◆ TASK DIRECTIONS ◆
Reply only with how many lines of the listing below hold the word "narrow".

◆ SUPPLIED RECORDS ◆
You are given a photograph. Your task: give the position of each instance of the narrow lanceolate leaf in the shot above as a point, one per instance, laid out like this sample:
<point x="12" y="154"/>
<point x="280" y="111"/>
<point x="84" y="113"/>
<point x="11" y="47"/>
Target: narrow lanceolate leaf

◆ WRITTEN SOLUTION ◆
2